• **Extrait du document**:

○ ○ ○

46. L'individu arrêté provisoirement dans les conditions prévues par l'article
705 peut être mis en liberté si, dans le délai de 45 jours à dater de son arrestation,
le Gouvernement algérien ne reçoit pas l'un des documents mentionnés à l'article
702 (art. 713 du Code de procédure pénale).
Statut de la magistrature
47. L'ordonnance no 27-69b du 31 mai 1969 portant Statut de la magistrature
considérait la magistrature comme étant "une fonction spécialisée du pouvoir
révolutionnaire", son rôle primordial étant la protection et la défense
de la révolution, ce qui supposait un engagement politique de la part de la
magistrature et des magistrats. Le Conseil supérieur de la magistrature était
composé de magistrats élus par leurs pairs mais aussi de représentants de la
fonction politique et de la fonction législative (Assemblée populaire nationale).

○ ○ ○

• **Données fournies**:
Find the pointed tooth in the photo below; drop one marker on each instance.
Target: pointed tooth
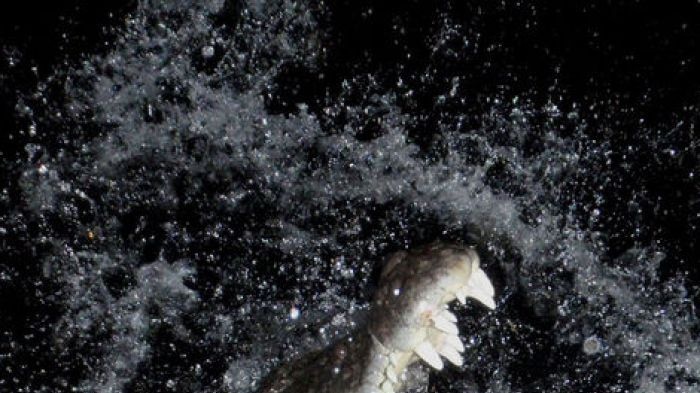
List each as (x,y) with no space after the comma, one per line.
(461,296)
(426,352)
(446,326)
(387,387)
(391,374)
(454,342)
(451,354)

○ ○ ○

• **Travail à faire**:
1. D'après l'extrait du document, qui composait le Conseil supérieur de la magistrature sous l'ordonnance du 31 mai 1969 ?
2. Rédigez la suite de l'extrait du document sur la magistrature algérienne, en commençant après sa dernière phrase.

• **Corrigés**:
1. Il était composé de magistrats élus par leurs pairs ainsi que de représentants de la fonction politique et de la fonction législative (Assemblée populaire nationale).

2.
48. La Constitution de 23 février 1989 a consacré le principe de l'indépendance
du pouvoir judiciaire en vertu de la stricte séparation des pouvoirs. Sur cette
base, une nouvelle loi portant Statut de la magistrature a été promulguée le
12 décembre 1989 et complétée par un décret législatif du 24 octobre 1992. Ce
nouveau statut définit la nouvelle mission du magistrat, assure son impartialité
et le protège contre toute forme de pression. Il consacre l'inamovibilité du
magistrat et sépare la fonction du grade pour permettre à la carrière de ce
dernier d'évoluer sans qu'il ait besoin de changer de poste.
49. Le Conseil supérieur de la magistrature a été expurgé de ses membres représentant
l'autorité politique et législative et est devenu l'organe exclusif chargé de
la carrière du magistrat. Il est désormais composé de huit magistrats (le Premier
président de la Cour suprême, le Procureur général de la Cour suprême et six
magistrats élus par leurs pairs), quatre membres désignés par le Chef de l'Etat
et trois membres représentant le Ministère de la justice. Il est présidé par
le Chef de l'Etat, le Ministre de la justice étant vice-président.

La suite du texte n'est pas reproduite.